* TEXT UNDER STUDY
May 15, 2022In the spring of 2020, when many in the art world were wondering about the future of the industry — and of life itself — the photography dealer Peter Fetterman developed a new therapeutic ritual.
He sent out an email a day to his friends and clients, each including a single photograph accompanied by a short text about the image and its maker. The simple subject line, “The Power of Photography,” promised affirmation and connection at a time when both were in short supply — and the project delivered these experiences, to judge from the many heartfelt replies Fetterman received.
More than two years and 600 photographs later, the London-born, Santa Monica–based gallerist is still sending out his daily missives and posting them in a dedicated viewing room on the gallery’s website.
Now, he has transformed the series into a coffee-table book and an exhibition. The Power of Photography volume, containing 120 images accompanied by Fetterman’s text, has just been released by ACC Art Books, with a launch party during Photo London. And from June 4 to September 4, Peter Fetterman Gallery, Bergamot Station Arts Center, in Santa Monica, will host a corresponding show of about 200 photographs, including works by Henri Cartier-Bresson, Lillian Bassman and Ansel Adams, among many other greats.
In a conversation with Introspective, Fetterman shares his reflections on the making of the series and why he thinks it has amassed such a devoted following.
What was on your mind when you initiated “The Power of Photography” back at the very beginning of the pandemic?
I was sitting at the kitchen table panicking, not knowing where the world is going to go or if the gallery would survive. My normal life had been about going from one art fair to another. Suddenly, I was confronted with stillness, and memories.
I decided that for my own self-therapy, I would do daily email blasts about a photograph that meant something to me and the photographer who took it.
I thought that nobody would care and that I would pack it in after seven days. To my total amazement, people kept responding, saying that I was helping them get through this crazy time. I thought, I’m going to go with the flow. And I haven’t stopped since.
The very first image in the series is an anonymous photographer’s image of the Wailing Wall in Jerusalem from around 1860. How and why did you choose it?
I was starting to get kind of spiritual, thinking that we’re all seeking some kind of guidance to help us get through this. Jerusalem is the center for so many major religions, and you just get a sense of spirituality there.

* PROBLEM
Transcribe the passage of the interview with Peter Fetterman that opens with the words "I decided that" and closes with the words "haven’t stopped since.". The listing has no connection to the interview with Peter Fetterman.

* DATA TO EXAMINE
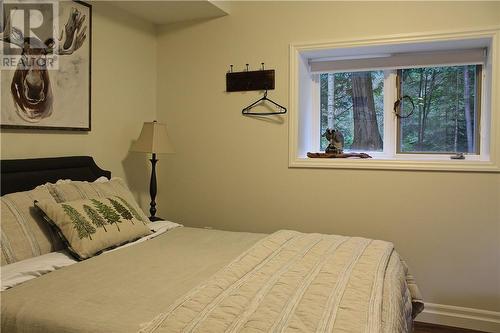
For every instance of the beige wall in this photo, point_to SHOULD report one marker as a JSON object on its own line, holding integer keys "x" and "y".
{"x": 123, "y": 97}
{"x": 231, "y": 172}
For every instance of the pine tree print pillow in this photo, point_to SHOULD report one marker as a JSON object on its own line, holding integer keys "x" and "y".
{"x": 91, "y": 226}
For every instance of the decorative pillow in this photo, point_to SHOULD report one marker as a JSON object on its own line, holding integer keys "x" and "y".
{"x": 90, "y": 226}
{"x": 78, "y": 190}
{"x": 24, "y": 233}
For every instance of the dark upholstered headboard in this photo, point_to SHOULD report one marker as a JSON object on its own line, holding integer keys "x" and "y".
{"x": 26, "y": 174}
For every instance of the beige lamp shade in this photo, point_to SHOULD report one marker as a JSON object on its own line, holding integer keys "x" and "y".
{"x": 153, "y": 139}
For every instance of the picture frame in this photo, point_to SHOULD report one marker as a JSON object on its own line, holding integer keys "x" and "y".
{"x": 65, "y": 104}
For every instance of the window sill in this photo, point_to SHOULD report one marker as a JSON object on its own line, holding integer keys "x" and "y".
{"x": 392, "y": 164}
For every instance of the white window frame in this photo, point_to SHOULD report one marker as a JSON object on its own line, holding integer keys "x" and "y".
{"x": 304, "y": 111}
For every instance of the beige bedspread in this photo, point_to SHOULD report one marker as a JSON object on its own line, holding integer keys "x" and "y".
{"x": 295, "y": 282}
{"x": 118, "y": 291}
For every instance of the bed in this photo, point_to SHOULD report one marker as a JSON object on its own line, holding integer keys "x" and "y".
{"x": 190, "y": 279}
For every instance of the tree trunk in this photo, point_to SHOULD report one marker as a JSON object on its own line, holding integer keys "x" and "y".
{"x": 428, "y": 100}
{"x": 468, "y": 118}
{"x": 366, "y": 134}
{"x": 331, "y": 100}
{"x": 455, "y": 143}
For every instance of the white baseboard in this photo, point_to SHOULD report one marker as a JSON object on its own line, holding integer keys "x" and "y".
{"x": 481, "y": 320}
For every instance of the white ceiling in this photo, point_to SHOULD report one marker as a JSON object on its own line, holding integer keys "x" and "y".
{"x": 165, "y": 12}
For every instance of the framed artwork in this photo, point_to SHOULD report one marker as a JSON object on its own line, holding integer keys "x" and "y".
{"x": 49, "y": 84}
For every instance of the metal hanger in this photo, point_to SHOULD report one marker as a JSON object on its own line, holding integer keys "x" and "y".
{"x": 246, "y": 110}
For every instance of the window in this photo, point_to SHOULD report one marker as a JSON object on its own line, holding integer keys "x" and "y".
{"x": 441, "y": 114}
{"x": 443, "y": 120}
{"x": 353, "y": 103}
{"x": 446, "y": 115}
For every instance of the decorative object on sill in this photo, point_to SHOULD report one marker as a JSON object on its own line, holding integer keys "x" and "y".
{"x": 397, "y": 107}
{"x": 343, "y": 155}
{"x": 250, "y": 80}
{"x": 56, "y": 94}
{"x": 458, "y": 156}
{"x": 246, "y": 110}
{"x": 153, "y": 139}
{"x": 336, "y": 141}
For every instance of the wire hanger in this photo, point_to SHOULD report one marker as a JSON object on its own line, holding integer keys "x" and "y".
{"x": 246, "y": 110}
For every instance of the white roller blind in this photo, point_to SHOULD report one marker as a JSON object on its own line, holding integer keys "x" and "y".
{"x": 400, "y": 60}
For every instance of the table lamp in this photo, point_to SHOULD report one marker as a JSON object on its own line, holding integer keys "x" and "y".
{"x": 153, "y": 139}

* TASK ANSWER
I decided that for my own self-therapy, I would do daily email blasts about a photograph that meant something to me and the photographer who took it.
I thought that nobody would care and that I would pack it in after seven days. To my total amazement, people kept responding, saying that I was helping them get through this crazy time. I thought, I’m going to go with the flow. And I haven’t stopped since.